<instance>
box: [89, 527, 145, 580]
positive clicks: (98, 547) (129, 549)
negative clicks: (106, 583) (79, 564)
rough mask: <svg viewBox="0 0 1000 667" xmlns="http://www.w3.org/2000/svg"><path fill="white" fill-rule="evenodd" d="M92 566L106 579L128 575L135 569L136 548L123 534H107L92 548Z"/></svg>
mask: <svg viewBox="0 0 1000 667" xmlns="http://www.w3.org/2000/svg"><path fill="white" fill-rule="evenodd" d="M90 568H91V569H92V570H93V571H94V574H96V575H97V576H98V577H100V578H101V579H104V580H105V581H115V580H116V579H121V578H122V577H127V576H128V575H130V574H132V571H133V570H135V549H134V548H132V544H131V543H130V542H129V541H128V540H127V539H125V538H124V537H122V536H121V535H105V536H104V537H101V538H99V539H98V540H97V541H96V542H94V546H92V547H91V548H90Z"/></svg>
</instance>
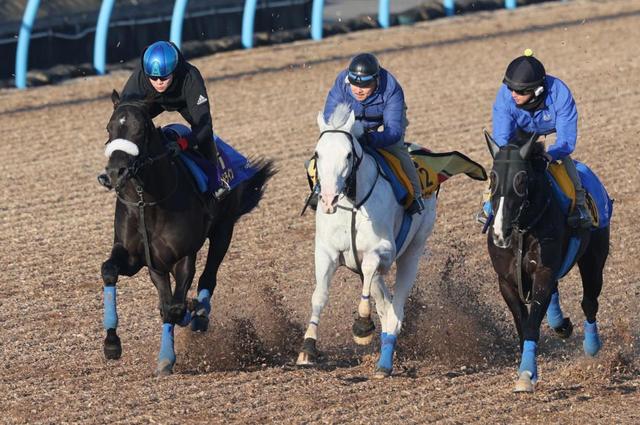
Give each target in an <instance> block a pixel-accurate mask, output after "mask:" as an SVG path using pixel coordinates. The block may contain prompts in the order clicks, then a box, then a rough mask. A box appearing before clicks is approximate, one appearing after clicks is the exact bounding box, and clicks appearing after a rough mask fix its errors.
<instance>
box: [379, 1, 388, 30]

* Work task:
Please rewrite all of the material above as a Markdown table with two columns, Row and Line, giving each nonblank line its own numbered row. Leave the pictures out.

* Written answer:
| Row | Line |
|---|---|
| 1 | <instance> |
| 2 | box: [89, 527, 145, 580] |
| 3 | positive clicks: (98, 547) (129, 549) |
| 4 | negative clicks: (106, 583) (79, 564) |
| 5 | rough mask: <svg viewBox="0 0 1000 667" xmlns="http://www.w3.org/2000/svg"><path fill="white" fill-rule="evenodd" d="M92 566L106 579L128 575L135 569L136 548L123 534H107L92 548Z"/></svg> |
| 6 | mask: <svg viewBox="0 0 1000 667" xmlns="http://www.w3.org/2000/svg"><path fill="white" fill-rule="evenodd" d="M90 568H91V569H92V570H93V571H94V574H96V575H97V576H98V577H100V578H101V579H104V580H105V581H115V580H116V579H121V578H122V577H127V576H128V575H130V574H132V571H133V570H135V549H134V548H132V544H131V543H130V542H129V541H128V540H127V539H125V538H124V537H122V536H121V535H105V536H104V537H101V538H99V539H98V540H97V541H96V542H94V546H92V547H91V548H90Z"/></svg> |
| 7 | </instance> |
| 8 | Give each target in an <instance> block a pixel-accurate mask, output after "mask:" as an SVG path using pixel coordinates. The block may contain prompts in the order clicks, then a box, then a rough mask. A box appearing before clicks is approximate, one appearing after clicks is the exact bounding box, and clicks appearing after a rough mask fix its errors. |
| 9 | <instance> |
| 10 | box: [379, 1, 388, 30] |